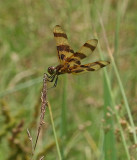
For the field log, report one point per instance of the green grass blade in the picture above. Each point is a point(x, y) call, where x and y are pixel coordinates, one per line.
point(63, 129)
point(54, 131)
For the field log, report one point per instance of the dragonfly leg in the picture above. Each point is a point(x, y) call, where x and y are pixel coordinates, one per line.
point(55, 84)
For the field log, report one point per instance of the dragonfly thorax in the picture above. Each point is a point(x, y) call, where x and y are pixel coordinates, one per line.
point(51, 70)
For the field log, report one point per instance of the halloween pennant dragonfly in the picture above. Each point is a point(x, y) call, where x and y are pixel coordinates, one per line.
point(70, 61)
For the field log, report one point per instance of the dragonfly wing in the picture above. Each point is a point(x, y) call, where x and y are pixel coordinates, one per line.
point(63, 47)
point(88, 67)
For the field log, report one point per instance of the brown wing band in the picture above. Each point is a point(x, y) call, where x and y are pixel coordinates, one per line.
point(60, 35)
point(89, 46)
point(80, 55)
point(64, 48)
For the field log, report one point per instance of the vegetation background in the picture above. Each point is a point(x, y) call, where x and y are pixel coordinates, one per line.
point(95, 113)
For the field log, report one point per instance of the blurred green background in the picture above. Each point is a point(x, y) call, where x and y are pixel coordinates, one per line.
point(92, 120)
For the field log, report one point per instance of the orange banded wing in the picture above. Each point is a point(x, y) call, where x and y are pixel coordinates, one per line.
point(63, 47)
point(85, 50)
point(88, 67)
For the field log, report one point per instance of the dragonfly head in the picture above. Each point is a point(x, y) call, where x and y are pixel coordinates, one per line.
point(51, 70)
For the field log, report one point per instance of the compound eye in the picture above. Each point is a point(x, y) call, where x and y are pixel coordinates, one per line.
point(51, 70)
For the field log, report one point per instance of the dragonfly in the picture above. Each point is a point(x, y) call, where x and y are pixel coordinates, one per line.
point(70, 61)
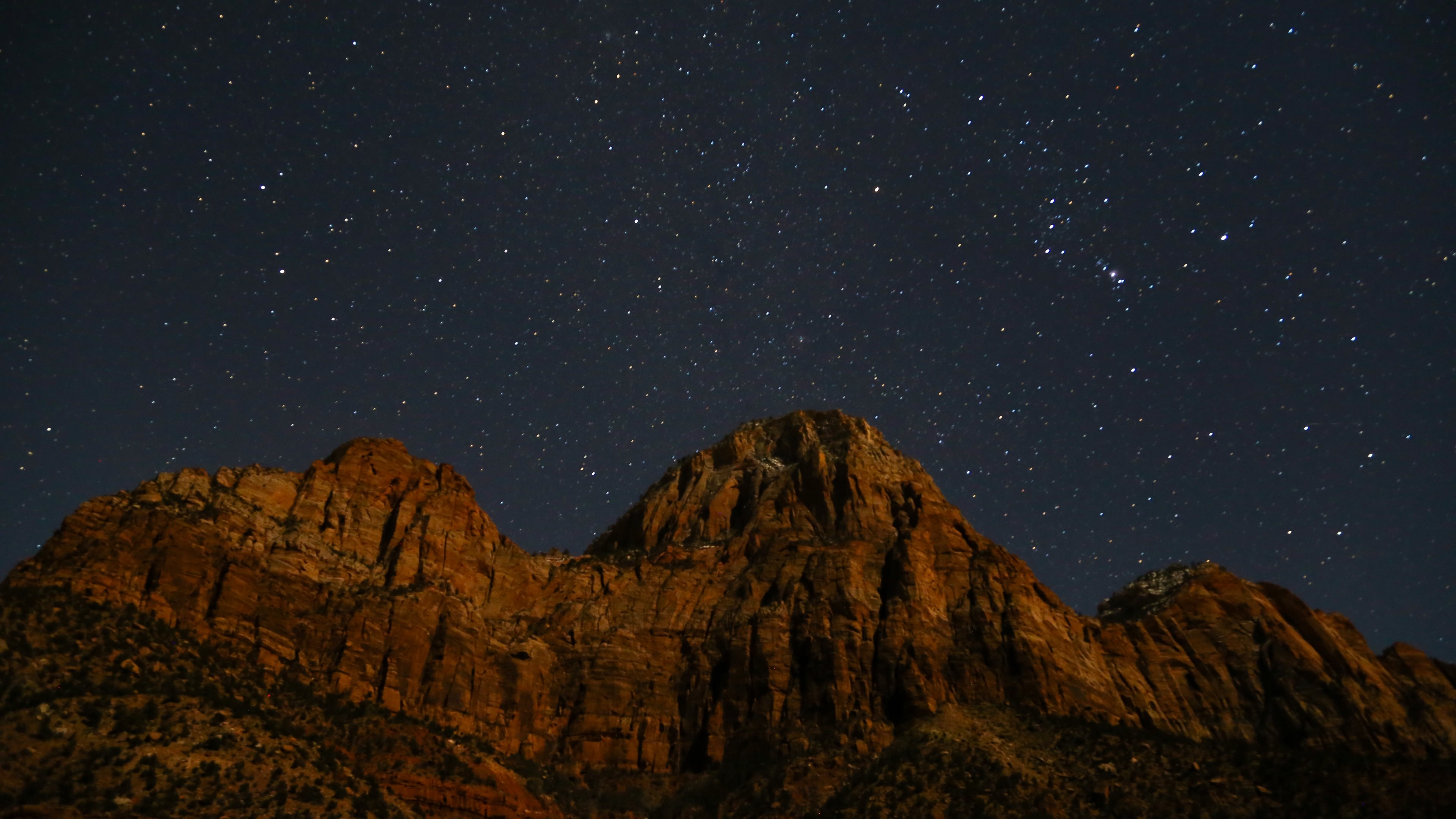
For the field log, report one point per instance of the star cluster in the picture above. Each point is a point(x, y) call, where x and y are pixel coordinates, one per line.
point(1136, 285)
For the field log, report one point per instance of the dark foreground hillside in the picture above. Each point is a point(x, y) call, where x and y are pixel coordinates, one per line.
point(794, 621)
point(107, 712)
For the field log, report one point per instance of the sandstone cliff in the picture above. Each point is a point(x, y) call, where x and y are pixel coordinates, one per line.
point(801, 584)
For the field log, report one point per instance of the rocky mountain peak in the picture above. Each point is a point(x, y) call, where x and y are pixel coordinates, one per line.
point(822, 474)
point(797, 585)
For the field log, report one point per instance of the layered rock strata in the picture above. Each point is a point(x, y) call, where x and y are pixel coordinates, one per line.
point(800, 582)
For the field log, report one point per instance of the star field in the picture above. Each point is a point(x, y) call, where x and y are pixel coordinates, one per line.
point(1136, 285)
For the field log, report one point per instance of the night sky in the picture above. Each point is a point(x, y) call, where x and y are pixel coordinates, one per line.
point(1136, 285)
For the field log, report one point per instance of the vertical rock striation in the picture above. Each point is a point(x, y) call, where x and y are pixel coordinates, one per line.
point(799, 584)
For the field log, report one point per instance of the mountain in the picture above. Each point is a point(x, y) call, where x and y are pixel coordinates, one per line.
point(778, 624)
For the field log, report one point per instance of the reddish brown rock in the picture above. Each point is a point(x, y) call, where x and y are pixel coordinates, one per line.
point(800, 582)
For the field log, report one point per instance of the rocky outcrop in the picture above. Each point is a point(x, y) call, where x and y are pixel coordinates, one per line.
point(799, 584)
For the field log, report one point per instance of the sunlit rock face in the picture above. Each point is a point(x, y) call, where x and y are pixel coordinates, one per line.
point(801, 582)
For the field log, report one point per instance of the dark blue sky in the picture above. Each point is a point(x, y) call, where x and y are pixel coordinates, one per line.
point(1136, 285)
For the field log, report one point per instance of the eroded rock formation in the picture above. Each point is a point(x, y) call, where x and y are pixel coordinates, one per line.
point(799, 584)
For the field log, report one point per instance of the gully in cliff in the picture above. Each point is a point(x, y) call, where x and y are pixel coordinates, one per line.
point(787, 607)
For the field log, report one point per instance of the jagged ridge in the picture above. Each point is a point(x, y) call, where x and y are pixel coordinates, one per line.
point(799, 584)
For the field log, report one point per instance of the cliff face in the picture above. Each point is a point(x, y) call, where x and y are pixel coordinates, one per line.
point(799, 584)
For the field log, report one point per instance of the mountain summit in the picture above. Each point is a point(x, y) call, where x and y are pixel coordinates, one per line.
point(795, 588)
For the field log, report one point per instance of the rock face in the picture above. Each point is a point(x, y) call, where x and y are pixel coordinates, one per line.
point(799, 584)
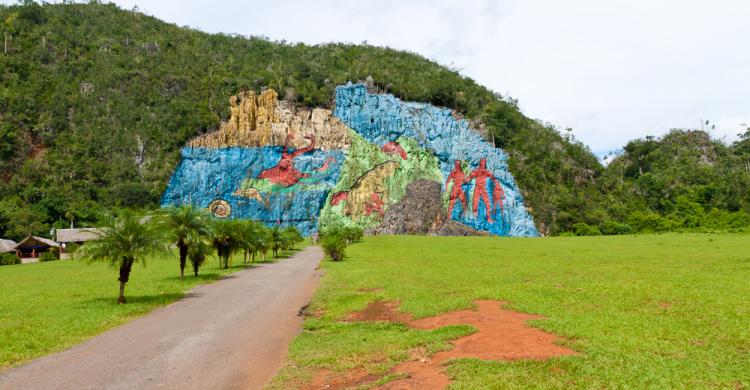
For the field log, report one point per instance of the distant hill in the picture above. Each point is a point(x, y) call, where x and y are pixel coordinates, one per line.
point(96, 102)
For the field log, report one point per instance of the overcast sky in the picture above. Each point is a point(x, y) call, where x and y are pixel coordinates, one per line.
point(611, 70)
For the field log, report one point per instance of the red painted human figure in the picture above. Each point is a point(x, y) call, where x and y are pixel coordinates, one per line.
point(481, 174)
point(284, 173)
point(497, 195)
point(375, 205)
point(457, 192)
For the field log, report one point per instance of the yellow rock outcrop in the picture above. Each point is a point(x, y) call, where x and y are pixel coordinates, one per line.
point(258, 120)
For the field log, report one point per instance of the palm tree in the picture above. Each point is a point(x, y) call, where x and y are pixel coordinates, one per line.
point(124, 241)
point(250, 238)
point(277, 240)
point(185, 224)
point(226, 239)
point(197, 254)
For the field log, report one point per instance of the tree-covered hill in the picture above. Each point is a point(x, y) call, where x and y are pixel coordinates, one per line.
point(96, 101)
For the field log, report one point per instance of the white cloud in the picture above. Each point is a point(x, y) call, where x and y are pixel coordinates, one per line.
point(612, 70)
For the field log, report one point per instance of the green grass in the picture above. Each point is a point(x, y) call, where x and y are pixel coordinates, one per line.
point(648, 311)
point(47, 307)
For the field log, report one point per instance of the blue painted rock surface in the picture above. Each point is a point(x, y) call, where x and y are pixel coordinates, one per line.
point(231, 175)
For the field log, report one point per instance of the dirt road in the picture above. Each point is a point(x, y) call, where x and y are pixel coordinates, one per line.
point(232, 334)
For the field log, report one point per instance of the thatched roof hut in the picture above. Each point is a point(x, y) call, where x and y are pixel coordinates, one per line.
point(7, 246)
point(32, 246)
point(78, 235)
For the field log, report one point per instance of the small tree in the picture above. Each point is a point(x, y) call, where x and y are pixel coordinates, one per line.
point(197, 254)
point(334, 246)
point(251, 238)
point(292, 237)
point(226, 239)
point(276, 240)
point(124, 241)
point(185, 224)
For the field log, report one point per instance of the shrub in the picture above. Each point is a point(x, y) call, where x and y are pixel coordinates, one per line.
point(611, 228)
point(334, 245)
point(9, 259)
point(353, 233)
point(584, 229)
point(48, 256)
point(648, 222)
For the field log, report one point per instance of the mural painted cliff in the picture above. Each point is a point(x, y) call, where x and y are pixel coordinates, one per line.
point(280, 164)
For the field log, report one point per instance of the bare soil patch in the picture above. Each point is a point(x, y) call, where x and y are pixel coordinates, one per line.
point(380, 311)
point(501, 335)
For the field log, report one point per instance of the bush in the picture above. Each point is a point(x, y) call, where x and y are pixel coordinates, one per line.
point(9, 259)
point(648, 222)
point(584, 229)
point(334, 246)
point(611, 228)
point(353, 234)
point(48, 256)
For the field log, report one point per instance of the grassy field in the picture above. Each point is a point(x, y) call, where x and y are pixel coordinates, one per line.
point(47, 307)
point(648, 311)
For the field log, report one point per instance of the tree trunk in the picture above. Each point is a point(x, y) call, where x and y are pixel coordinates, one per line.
point(121, 298)
point(125, 267)
point(183, 257)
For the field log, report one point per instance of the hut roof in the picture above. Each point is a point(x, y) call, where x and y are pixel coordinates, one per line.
point(29, 241)
point(7, 246)
point(78, 235)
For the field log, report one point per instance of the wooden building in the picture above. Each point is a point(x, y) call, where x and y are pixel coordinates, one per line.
point(32, 246)
point(66, 237)
point(7, 246)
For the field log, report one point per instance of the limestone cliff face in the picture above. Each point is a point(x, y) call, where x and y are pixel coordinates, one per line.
point(376, 162)
point(261, 120)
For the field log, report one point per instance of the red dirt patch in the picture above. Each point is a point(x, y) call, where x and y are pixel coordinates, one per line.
point(380, 311)
point(502, 335)
point(327, 379)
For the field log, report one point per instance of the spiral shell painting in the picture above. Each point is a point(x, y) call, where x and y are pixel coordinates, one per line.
point(220, 208)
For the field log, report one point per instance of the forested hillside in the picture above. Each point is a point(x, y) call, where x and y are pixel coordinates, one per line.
point(96, 101)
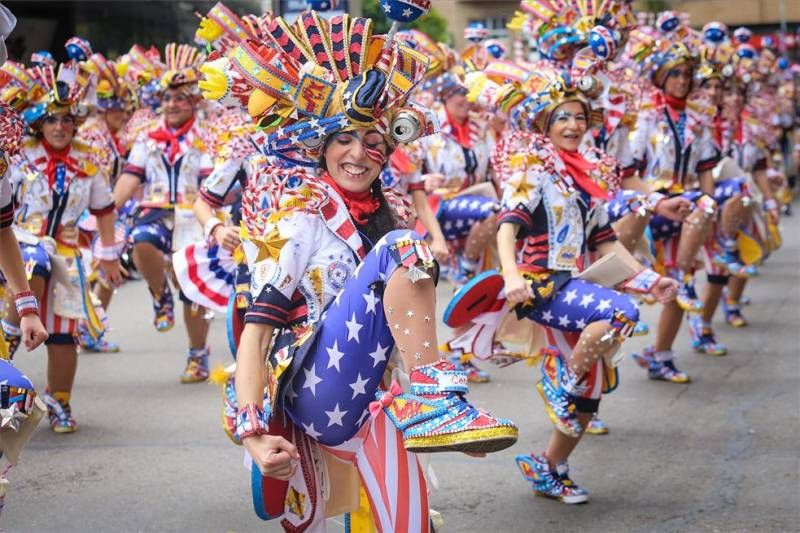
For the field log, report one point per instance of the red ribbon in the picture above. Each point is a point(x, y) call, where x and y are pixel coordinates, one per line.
point(56, 157)
point(578, 167)
point(385, 400)
point(359, 204)
point(172, 137)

◆ ◆ ◆ ◆ ◆

> _DIRECTIONS_: Please write out, exactly, the lines of the listing above, from the line containing "of the limestone" through the line containing "point(261, 120)", inclusive.

> _RESULT OF THIS EXERCISE_:
For the field log, report one point per instance of the limestone cliff face in the picture above. Each point is a point(x, y) call, where x and y are pixel coordinates, one per line.
point(376, 162)
point(261, 120)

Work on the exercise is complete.